Poursuivez, s'il vous plaît, le passage sur la PPV et son exonération sociale à partir de sa dernière phrase.

EXTRAIT DU DOCUMENT:
◇ ◇ ◇ ◇ ◇ ◇ ◇

Mise en place de la PPV par accord collectif ou DUE. Le versement de la PPV, son montant, éventuellement le niveau de rémunération maximal des salariés éligibles et les conditions de modulation du niveau de la prime entre les salariés bénéficiaires devraient être mis en place par :
– un accord d’entreprise ou de groupe conclu selon des modalités identiques à celles d’un accord d’intéressement ;
– ou par une décision unilatérale de l’employeur (DUE) à condition d’en informer le comité social et économique (CSE), s’il existe, avant son versement.
Plafond d’exonération sociale de la PPV = 3 000 €. Toutes les PPV versées dans la limite de 3 000 € par salarié bénéficiaire et par année civile et dans les conditions ci-dessus seraient exonérées :
– de toutes les cotisations sociales salariales et patronales d’origine légale ou conventionnelle ;
– de la participation patronale à l’effort de construction ; et
– des contributions patronales au financement de la formation et de l’alternance (contribution unique à la formation professionnelle et à l’alternance, contribution supplémentaire à l’apprentissage et CPF-CDD 1 %).

◇ ◇ ◇ ◇ ◇ ◇ ◇

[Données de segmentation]
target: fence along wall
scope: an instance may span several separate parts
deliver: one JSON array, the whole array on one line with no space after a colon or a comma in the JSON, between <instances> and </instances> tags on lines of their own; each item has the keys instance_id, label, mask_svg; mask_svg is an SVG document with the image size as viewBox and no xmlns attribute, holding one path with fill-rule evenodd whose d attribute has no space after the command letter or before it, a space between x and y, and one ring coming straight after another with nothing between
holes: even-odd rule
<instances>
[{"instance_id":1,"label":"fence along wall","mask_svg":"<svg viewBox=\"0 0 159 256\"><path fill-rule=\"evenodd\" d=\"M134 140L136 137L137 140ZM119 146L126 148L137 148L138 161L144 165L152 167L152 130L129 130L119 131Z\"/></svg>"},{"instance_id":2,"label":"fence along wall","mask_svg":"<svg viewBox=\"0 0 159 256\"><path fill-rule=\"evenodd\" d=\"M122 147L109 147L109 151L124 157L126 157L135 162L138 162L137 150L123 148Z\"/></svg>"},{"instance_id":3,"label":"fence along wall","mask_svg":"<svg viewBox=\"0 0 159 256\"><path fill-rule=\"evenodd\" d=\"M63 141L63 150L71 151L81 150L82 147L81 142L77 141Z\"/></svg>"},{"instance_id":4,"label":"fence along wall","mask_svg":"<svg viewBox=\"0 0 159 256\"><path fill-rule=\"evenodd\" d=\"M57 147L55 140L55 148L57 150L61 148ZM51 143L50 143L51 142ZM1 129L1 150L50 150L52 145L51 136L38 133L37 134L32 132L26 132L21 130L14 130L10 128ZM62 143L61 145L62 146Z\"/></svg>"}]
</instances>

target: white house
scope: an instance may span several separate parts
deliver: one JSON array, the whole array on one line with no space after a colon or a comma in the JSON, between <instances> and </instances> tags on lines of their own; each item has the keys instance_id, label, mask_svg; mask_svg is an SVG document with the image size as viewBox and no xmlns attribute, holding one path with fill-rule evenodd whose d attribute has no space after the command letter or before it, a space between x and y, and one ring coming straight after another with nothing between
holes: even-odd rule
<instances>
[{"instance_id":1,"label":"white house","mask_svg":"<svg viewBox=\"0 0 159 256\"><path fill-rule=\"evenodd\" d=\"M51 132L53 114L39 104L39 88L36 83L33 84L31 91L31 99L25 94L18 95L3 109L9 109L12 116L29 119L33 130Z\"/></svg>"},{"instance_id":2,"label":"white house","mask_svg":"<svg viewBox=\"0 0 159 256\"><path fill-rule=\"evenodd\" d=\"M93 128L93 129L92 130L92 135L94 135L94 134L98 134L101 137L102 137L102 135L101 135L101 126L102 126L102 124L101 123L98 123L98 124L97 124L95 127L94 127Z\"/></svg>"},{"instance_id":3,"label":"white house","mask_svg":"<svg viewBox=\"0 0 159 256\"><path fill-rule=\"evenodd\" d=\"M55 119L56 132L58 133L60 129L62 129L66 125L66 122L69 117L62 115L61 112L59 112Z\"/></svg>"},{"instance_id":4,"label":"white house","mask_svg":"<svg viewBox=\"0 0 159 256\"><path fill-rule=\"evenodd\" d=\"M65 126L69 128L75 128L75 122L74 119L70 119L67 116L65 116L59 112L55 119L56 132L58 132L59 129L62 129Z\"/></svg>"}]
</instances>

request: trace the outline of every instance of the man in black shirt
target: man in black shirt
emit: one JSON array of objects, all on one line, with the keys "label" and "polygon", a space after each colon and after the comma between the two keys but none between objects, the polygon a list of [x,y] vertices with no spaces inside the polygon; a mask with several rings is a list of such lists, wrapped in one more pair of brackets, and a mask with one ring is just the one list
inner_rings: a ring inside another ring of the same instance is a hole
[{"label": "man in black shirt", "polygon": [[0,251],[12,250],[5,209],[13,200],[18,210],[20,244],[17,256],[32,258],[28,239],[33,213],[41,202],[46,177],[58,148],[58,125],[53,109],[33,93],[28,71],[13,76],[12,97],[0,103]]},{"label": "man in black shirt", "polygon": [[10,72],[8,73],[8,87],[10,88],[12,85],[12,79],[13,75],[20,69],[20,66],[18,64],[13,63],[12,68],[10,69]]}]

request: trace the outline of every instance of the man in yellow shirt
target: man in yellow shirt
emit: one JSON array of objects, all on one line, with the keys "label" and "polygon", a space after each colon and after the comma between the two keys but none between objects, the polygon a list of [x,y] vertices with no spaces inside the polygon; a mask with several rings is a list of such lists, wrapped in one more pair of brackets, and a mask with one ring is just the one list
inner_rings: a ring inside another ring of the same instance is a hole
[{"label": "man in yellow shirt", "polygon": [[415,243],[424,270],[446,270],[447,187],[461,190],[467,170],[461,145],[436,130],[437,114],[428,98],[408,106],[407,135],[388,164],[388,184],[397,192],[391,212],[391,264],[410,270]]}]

◇ ◇ ◇ ◇ ◇ ◇ ◇

RÉPONSE À L'EXERCICE:
Plafond d’exonération sociale majoré à 6 000 €. La limite de l’exonération sociale serait portée à 6 000 € par salarié bénéficiaire et par année civile :
– pour les employeurs soumis à l’obligation de mise en place de la participation (employeurs d’au moins 50 salariés) qui mettent en œuvre à la date de versement de la PPV, ou ont conclu au titre du même exercice que celui du versement de cette prime, un dispositif d’intéressement ;
– pour les employeurs non soumis à l’obligation mise en place de la participation (employeurs de moins de 50 salariés) qui mettent en œuvre à la date de versement de la PPV, ou ont conclu au titre du même exercice que celui du versement de cette prime, un dispositif d’intéressement ou de participation ;
– pour les associations et aux fondations reconnues d’utilité publique ou d’intérêt général pouvant recevoir des dons ouvrant droit à réduction d’impôt ;
– pour les Esat, au titre des primes versées aux travailleurs handicapés accueillis en contrat de soutien et d’aide par le travail.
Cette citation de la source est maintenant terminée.